# Problem description:
Reproduce word for word the data below, from the line that contains "Put a marker on each instance of the child's" through the end of the data, both ends included.
+++ Records for the exercise
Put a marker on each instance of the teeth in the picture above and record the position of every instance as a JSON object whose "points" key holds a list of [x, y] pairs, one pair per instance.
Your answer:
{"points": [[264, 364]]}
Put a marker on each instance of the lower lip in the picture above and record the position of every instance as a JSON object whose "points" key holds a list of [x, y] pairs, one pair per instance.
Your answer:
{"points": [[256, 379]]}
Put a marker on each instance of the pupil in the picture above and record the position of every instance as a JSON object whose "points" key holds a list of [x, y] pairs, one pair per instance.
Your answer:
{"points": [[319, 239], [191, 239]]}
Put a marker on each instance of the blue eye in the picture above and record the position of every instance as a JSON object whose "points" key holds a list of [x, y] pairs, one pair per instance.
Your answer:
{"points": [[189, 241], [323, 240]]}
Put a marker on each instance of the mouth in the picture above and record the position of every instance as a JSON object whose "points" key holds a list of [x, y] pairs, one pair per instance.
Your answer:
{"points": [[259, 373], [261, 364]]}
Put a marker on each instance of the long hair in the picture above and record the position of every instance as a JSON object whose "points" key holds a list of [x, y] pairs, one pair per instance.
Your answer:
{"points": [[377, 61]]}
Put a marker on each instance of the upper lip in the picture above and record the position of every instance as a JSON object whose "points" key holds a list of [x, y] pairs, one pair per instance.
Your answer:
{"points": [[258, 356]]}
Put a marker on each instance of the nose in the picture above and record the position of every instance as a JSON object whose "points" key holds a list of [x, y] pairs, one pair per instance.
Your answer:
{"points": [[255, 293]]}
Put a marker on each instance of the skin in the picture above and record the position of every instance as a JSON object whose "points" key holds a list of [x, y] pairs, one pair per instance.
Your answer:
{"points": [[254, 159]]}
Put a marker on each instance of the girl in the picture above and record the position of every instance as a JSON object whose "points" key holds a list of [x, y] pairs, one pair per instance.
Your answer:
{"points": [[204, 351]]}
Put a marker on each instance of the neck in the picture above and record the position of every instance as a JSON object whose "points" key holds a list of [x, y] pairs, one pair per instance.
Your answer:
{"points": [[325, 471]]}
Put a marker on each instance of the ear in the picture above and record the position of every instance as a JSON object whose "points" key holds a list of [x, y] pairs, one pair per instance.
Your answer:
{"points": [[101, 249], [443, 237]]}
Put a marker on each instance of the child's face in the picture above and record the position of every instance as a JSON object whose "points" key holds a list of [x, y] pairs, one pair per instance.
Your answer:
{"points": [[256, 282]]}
++++++
# In response:
Put a marker on each instance of the child's face in the picture above and record the position of every instance as a JSON object whose "points" key holds a list of [x, y] pairs, one pair per instance.
Your answer:
{"points": [[256, 282]]}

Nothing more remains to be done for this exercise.